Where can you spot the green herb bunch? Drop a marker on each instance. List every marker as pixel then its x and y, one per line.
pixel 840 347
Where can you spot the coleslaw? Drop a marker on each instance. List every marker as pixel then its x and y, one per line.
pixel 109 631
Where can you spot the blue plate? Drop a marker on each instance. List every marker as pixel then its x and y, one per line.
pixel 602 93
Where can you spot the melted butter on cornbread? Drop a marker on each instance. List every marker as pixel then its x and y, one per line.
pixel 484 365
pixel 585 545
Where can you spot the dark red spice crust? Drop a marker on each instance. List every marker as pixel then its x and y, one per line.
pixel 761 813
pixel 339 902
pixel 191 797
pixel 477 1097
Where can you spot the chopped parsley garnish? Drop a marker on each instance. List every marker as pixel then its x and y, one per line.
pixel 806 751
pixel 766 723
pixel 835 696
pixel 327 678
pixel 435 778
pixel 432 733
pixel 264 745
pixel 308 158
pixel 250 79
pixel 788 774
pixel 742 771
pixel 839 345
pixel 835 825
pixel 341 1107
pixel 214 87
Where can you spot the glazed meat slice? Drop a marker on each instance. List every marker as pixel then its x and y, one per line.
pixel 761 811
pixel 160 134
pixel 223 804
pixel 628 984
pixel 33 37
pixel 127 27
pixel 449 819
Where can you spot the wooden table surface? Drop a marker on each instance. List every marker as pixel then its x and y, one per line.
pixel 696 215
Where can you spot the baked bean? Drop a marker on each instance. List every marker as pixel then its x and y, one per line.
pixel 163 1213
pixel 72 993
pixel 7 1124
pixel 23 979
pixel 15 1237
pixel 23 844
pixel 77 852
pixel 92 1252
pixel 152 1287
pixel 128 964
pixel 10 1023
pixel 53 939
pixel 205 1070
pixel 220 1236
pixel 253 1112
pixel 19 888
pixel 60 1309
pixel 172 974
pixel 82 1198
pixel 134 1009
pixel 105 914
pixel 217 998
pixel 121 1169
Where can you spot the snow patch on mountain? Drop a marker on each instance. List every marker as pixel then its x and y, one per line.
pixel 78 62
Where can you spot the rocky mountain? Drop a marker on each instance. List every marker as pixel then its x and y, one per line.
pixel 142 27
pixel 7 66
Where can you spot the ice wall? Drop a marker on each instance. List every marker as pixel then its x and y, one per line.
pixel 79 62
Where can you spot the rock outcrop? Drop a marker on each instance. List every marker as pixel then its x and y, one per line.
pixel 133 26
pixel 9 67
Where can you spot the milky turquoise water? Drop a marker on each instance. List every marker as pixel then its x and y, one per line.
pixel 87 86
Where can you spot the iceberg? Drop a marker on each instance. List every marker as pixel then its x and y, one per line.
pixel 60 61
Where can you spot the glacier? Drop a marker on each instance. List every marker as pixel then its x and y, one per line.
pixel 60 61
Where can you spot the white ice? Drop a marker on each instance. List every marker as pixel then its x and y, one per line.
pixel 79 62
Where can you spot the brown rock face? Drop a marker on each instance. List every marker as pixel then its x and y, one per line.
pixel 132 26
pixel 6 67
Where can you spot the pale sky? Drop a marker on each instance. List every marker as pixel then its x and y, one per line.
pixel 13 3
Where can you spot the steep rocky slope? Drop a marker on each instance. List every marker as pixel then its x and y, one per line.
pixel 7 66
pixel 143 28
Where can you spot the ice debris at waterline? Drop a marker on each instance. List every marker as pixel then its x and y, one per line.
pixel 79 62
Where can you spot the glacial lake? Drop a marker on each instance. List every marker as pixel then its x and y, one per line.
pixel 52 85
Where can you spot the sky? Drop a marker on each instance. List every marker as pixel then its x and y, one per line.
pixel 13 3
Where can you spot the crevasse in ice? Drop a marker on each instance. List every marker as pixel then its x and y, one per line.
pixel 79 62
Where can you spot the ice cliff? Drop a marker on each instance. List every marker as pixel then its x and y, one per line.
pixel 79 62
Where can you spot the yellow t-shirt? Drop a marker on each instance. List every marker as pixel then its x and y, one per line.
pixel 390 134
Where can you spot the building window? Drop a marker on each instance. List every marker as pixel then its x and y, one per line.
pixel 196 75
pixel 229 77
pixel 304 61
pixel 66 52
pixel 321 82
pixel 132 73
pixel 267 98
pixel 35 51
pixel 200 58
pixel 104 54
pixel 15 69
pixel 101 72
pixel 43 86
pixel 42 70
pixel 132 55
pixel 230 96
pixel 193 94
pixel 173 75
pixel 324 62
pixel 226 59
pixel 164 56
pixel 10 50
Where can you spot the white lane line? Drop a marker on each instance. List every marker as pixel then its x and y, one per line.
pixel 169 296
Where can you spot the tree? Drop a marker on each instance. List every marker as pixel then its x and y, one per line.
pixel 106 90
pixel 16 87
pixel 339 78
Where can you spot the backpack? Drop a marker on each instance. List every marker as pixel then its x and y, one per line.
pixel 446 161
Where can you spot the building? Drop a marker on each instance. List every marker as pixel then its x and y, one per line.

++++++

**Required action:**
Nothing may be left out: return each entry exactly as it reads.

**Written response:**
Where can you spot the green herb bunch? Drop a marker on each instance. List every marker as pixel then its x and y, one per line.
pixel 840 347
Where can you spot the coleslaw? Drop a marker on each instance. List every marker as pixel then its x and y, one per line.
pixel 109 631
Where can you spot the blue plate? Drop a marker on each instance. List every marker as pixel then its x and y, one per line.
pixel 602 93
Where can you spot the melted butter on cornbread? Drop a marker on each instance. List every marker as pixel then its x and y, one per line.
pixel 484 365
pixel 585 545
Where can you spot the dark red spice crust? Drop a marker on each instance. List every marker as pixel then its x and y, one per line.
pixel 761 813
pixel 339 902
pixel 191 797
pixel 477 1097
Where can you spot the chopped parsley garnish? Drop a marker on each instance. List every marker as pixel then its x and y, one per line.
pixel 806 751
pixel 766 723
pixel 835 696
pixel 327 678
pixel 435 778
pixel 432 733
pixel 264 745
pixel 308 158
pixel 250 79
pixel 788 774
pixel 742 771
pixel 839 345
pixel 835 825
pixel 341 1107
pixel 214 87
Where can you spot the glazed meat slice? Drop a marker on each instance. List every marker as pixel then its x and y, one per line.
pixel 761 811
pixel 160 134
pixel 223 804
pixel 628 984
pixel 33 37
pixel 127 27
pixel 449 819
Where can you spot the wooden table surface? Drop a marker on each instance. List every marker as pixel then its x and y, one per line.
pixel 696 215
Where can you spot the baked bean? Drop a marker on each instance. List every marker as pixel then its x and y, one per line.
pixel 163 1213
pixel 72 993
pixel 7 1124
pixel 23 979
pixel 15 1237
pixel 23 844
pixel 77 852
pixel 92 1252
pixel 152 1287
pixel 128 964
pixel 10 1023
pixel 53 939
pixel 205 1070
pixel 220 1236
pixel 253 1112
pixel 19 888
pixel 60 1309
pixel 172 974
pixel 82 1198
pixel 134 1009
pixel 105 914
pixel 217 998
pixel 121 1169
Where can you spot the snow patch on mountain? Drop a marker on each instance. List every marker as pixel then its x and y, one per line.
pixel 78 62
Where can you spot the rocky mountain? Drop a marker on each instance. List every marker as pixel then its x and y, one per line.
pixel 142 27
pixel 7 66
Where can you spot the ice wall? Drop a marker on each instance. List every marker as pixel then its x and y, one per line.
pixel 79 62
Where can you spot the rock outcrop? Drop a marker on each instance. List every marker as pixel then its x and y, one per line.
pixel 133 26
pixel 9 67
Where can you spot the milky turquoise water? Drop a marker on each instance. List every marker as pixel then its x and y, one per line.
pixel 87 86
Where can you spot the iceberg? Drop a marker on each instance. List every marker as pixel then its x and y, one per line.
pixel 60 61
Where can you spot the glacier? Drop a marker on each instance. List every marker as pixel then its x and y, one per line.
pixel 60 61
Where can you spot the white ice? Drop a marker on each instance. List every marker as pixel then its x and y, one per line.
pixel 79 62
Where can you spot the brown rock face? Drop a marker on each instance. List every marker as pixel then its x and y, one per line.
pixel 132 26
pixel 6 67
Where can you spot the pale sky? Drop a marker on each instance. List every marker as pixel then its x and y, one per line.
pixel 13 3
Where can you spot the steep rocky slope? Drop a marker on each instance. List every marker as pixel then its x and y, one per line.
pixel 7 66
pixel 143 28
Where can you spot the ice debris at waterline? Drop a marker on each instance. List every marker as pixel then its x and y, one per line.
pixel 79 62
Where can you spot the glacial lake? Drop a marker on each instance. List every marker as pixel then its x and y, one per line.
pixel 52 85
Where can you spot the sky? Drop a marker on each instance. List every marker as pixel then its x and y, one per line.
pixel 13 3
Where can you spot the crevasse in ice? Drop a marker on each instance. List every marker as pixel then its x and y, one per line.
pixel 79 62
Where can you spot the ice cliff? Drop a marker on each instance. List every marker as pixel then its x and y, one per line.
pixel 79 62
Where can you spot the yellow t-shirt? Drop a marker on each instance. List every marker as pixel then its x and y, one per line.
pixel 390 134
Where can you spot the building window? Drop a marker on each instance. List every marker as pixel then its x and y, one per line.
pixel 196 75
pixel 229 77
pixel 304 61
pixel 66 52
pixel 321 82
pixel 132 73
pixel 267 98
pixel 35 51
pixel 200 58
pixel 104 54
pixel 15 69
pixel 101 72
pixel 43 86
pixel 42 70
pixel 132 55
pixel 230 96
pixel 193 94
pixel 173 75
pixel 324 62
pixel 226 59
pixel 164 56
pixel 10 50
Where can you spot the white lane line? Drop a marker on each instance. List every marker as pixel then its x and y, one per line.
pixel 169 296
Where can you spot the tree? Drop a marker on each instance. List every marker as pixel then its x and y, one per line.
pixel 106 90
pixel 16 87
pixel 339 78
Where can you spot the backpack? Drop a marker on each instance. List every marker as pixel then its x and y, one per line.
pixel 446 161
Where can you spot the building? Drop a marker on each instance. List every marker as pixel then its x and y, one per line.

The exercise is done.